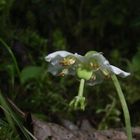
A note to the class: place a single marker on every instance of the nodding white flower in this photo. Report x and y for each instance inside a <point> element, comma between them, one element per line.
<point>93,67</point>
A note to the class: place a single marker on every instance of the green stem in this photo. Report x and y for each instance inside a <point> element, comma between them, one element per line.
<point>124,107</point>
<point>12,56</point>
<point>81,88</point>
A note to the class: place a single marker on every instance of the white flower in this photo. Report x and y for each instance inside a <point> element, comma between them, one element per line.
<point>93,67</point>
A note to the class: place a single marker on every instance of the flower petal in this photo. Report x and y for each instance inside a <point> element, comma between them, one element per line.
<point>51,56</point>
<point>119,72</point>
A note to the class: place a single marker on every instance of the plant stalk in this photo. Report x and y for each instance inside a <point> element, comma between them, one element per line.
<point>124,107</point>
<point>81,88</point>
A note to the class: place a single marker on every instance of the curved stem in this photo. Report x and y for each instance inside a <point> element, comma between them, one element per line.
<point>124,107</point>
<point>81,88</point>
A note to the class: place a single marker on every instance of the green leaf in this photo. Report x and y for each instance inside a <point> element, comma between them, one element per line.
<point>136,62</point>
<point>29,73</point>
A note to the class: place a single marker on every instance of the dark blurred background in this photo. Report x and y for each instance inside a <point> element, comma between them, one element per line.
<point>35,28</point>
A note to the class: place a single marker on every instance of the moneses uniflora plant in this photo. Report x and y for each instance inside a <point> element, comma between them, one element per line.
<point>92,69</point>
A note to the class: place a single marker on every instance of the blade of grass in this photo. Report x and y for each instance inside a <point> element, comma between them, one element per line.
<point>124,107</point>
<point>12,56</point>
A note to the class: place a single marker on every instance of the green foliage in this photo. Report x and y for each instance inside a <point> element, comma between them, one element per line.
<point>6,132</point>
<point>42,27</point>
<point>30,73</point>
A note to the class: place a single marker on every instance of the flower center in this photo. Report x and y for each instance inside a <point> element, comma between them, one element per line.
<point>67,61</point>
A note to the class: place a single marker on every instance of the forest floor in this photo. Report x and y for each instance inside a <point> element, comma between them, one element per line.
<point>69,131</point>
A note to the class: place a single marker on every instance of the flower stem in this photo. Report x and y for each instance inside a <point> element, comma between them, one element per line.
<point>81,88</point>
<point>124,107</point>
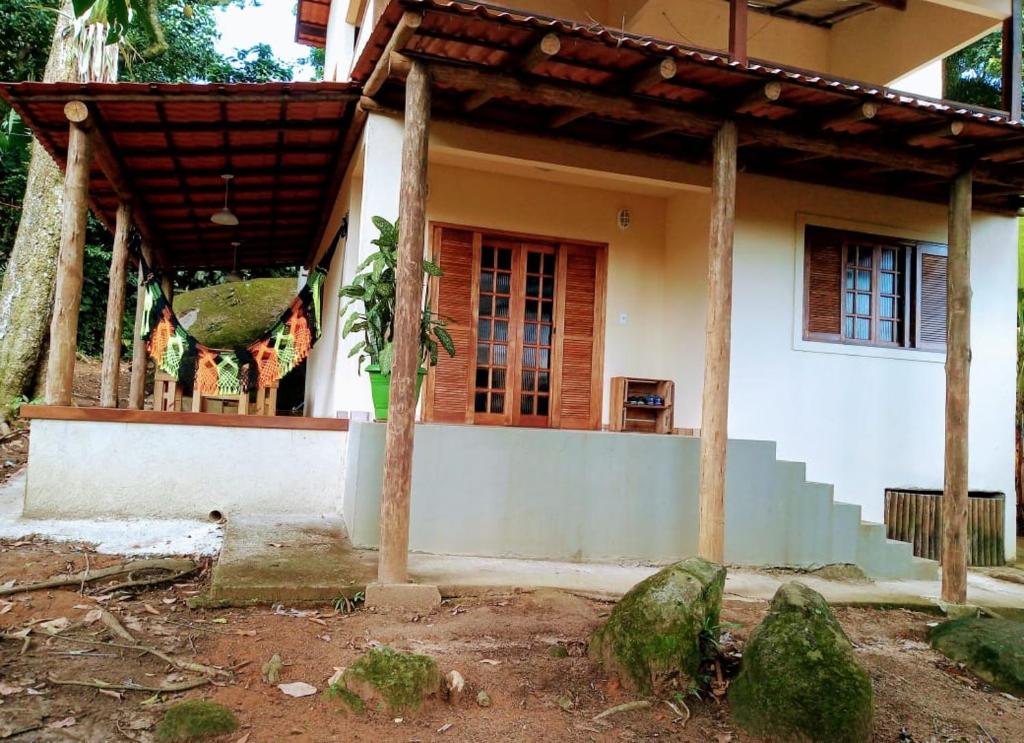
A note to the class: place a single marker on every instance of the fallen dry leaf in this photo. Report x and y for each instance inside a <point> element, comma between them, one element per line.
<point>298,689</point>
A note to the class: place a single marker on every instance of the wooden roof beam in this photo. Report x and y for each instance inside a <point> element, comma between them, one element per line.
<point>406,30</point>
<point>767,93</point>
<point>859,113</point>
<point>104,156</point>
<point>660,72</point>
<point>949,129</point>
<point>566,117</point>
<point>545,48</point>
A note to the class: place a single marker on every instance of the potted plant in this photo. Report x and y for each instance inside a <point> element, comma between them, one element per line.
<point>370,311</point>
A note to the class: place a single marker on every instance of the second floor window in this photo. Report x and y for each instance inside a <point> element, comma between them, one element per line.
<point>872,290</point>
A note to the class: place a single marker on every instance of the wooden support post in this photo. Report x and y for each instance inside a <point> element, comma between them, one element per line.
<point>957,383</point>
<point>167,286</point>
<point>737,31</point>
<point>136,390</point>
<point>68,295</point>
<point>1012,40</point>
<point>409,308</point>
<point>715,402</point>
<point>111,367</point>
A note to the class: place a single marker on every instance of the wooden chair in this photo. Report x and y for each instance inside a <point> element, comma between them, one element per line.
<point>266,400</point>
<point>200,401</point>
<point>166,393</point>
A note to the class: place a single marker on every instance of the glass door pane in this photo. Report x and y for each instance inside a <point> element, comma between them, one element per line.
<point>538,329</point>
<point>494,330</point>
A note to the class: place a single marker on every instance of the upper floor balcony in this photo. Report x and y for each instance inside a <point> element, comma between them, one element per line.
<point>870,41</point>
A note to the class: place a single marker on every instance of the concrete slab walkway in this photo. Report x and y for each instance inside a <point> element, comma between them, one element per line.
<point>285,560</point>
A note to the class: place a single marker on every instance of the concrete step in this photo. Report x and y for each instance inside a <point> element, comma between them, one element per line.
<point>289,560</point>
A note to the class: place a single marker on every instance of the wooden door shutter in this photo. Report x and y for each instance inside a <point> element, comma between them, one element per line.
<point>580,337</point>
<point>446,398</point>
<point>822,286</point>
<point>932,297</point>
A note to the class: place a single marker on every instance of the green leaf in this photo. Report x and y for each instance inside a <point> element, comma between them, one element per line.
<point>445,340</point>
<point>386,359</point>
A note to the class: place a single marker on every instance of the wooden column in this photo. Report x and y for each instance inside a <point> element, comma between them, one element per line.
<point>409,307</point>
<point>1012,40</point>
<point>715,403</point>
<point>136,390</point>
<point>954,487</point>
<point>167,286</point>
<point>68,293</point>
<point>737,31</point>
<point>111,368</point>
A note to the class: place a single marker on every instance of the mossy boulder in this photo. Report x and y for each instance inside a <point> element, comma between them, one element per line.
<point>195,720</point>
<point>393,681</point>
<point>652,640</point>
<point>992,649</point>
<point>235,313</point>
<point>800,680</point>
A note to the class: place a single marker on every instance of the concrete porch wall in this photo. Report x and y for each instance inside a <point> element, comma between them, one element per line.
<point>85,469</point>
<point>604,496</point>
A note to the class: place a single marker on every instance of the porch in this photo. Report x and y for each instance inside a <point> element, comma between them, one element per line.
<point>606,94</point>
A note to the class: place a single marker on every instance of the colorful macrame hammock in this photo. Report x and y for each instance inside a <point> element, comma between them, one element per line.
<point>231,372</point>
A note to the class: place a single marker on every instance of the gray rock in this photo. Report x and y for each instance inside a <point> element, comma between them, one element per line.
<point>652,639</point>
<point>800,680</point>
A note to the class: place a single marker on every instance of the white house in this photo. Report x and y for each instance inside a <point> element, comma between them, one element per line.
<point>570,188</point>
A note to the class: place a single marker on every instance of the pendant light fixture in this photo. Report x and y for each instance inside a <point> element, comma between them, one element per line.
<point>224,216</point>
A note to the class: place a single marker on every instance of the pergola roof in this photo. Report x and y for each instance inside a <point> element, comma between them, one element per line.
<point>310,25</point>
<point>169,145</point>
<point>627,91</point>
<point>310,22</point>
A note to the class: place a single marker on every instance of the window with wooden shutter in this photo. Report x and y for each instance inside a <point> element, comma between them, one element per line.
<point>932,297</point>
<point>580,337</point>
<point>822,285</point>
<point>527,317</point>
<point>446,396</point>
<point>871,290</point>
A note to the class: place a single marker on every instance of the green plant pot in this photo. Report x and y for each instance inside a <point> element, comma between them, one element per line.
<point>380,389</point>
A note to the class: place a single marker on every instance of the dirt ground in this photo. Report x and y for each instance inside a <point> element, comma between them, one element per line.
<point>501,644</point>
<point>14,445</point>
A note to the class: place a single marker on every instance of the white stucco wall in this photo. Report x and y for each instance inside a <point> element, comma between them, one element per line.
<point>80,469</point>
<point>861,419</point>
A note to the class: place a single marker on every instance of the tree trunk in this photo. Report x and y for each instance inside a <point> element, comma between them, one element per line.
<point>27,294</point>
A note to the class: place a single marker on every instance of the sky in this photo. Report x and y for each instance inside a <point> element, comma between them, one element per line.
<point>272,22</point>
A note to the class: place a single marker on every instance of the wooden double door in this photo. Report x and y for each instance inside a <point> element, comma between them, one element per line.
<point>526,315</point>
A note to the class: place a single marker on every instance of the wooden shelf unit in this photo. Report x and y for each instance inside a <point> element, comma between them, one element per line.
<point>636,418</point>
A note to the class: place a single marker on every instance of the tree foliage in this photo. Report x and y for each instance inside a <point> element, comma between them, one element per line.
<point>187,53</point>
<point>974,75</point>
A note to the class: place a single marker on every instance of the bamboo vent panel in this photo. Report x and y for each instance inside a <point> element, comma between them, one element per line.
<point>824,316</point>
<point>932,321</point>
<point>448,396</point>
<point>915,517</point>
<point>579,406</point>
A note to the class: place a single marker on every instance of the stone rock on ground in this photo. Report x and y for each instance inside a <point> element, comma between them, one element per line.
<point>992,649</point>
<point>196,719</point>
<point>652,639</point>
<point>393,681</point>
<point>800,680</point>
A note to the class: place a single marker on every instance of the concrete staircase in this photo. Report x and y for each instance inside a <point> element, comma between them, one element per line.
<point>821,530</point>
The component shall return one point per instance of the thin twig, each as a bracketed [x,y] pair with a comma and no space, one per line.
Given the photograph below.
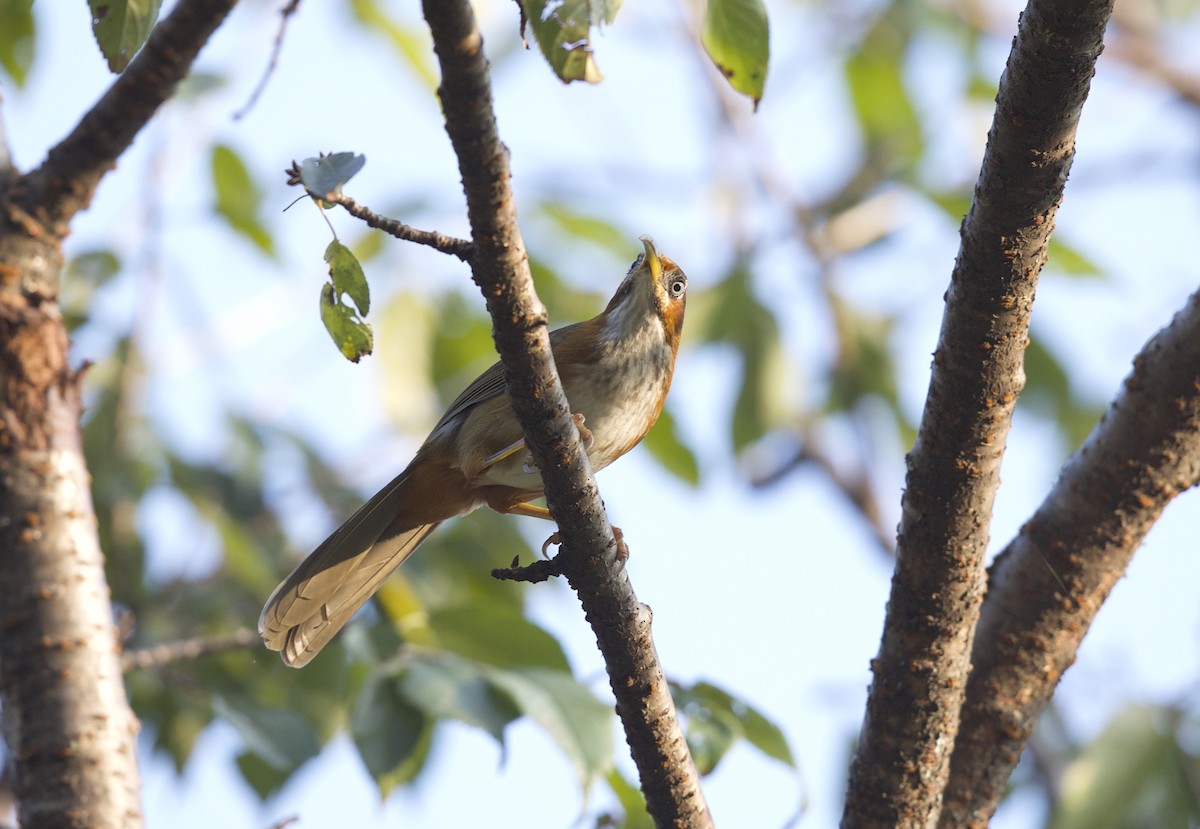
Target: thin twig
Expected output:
===
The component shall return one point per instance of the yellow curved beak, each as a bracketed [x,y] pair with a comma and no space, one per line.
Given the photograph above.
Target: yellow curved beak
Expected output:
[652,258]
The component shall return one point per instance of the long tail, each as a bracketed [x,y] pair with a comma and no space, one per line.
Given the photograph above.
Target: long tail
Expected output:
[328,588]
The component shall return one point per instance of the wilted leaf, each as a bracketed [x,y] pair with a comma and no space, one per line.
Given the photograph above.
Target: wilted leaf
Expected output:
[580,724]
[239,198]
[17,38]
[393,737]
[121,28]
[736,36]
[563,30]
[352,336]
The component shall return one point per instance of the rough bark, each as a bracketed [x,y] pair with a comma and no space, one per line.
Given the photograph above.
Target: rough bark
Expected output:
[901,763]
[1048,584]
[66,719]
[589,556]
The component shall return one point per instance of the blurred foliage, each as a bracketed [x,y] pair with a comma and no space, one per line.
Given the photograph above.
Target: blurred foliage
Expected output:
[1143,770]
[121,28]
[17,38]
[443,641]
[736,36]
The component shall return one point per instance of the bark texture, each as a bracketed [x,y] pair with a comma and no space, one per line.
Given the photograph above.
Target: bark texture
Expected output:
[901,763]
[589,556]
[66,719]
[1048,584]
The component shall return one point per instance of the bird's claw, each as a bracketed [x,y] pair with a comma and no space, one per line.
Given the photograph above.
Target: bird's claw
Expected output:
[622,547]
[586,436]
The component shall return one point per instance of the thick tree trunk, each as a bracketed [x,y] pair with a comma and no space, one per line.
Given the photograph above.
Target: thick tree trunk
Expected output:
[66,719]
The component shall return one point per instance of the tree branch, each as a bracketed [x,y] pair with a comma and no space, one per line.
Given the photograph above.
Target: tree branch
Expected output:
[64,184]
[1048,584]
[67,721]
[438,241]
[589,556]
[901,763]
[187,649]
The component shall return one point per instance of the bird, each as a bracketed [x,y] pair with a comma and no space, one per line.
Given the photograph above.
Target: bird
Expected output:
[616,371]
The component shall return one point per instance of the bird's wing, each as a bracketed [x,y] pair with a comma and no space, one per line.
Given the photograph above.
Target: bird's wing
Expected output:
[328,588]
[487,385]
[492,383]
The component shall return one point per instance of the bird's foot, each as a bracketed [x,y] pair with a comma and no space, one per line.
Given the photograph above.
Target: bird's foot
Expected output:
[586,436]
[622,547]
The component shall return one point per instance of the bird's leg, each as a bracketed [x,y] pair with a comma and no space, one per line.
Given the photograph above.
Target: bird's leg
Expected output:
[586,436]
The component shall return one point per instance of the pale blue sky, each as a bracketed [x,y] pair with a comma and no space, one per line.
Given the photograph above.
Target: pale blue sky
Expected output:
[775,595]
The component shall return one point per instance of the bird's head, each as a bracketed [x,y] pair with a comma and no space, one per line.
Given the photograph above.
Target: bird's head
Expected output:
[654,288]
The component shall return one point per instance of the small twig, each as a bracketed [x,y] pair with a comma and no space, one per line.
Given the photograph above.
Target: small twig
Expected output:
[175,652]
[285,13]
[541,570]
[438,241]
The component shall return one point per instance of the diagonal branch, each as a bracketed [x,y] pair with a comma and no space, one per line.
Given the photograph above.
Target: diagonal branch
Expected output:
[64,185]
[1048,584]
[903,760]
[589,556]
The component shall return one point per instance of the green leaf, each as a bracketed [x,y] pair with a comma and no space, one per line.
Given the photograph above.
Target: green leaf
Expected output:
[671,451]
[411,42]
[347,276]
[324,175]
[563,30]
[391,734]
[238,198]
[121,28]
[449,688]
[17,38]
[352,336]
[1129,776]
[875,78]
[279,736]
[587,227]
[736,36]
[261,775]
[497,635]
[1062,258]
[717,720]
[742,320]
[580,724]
===
> _DESCRIPTION OF THE TASK_: Please output the lines above as a JSON list of strings, one string per line and no blank lines, beginning at the line that has "the wooden column" and stopping after the line that has "<point>715,403</point>".

> _COMPLETE OUTPUT_:
[
  "A note to the class: place a single marker on every instance of the wooden column in this photo. Report x and y for each instance inside a <point> element, comma between them, one element per line.",
  "<point>409,307</point>",
  "<point>1012,40</point>",
  "<point>715,403</point>"
]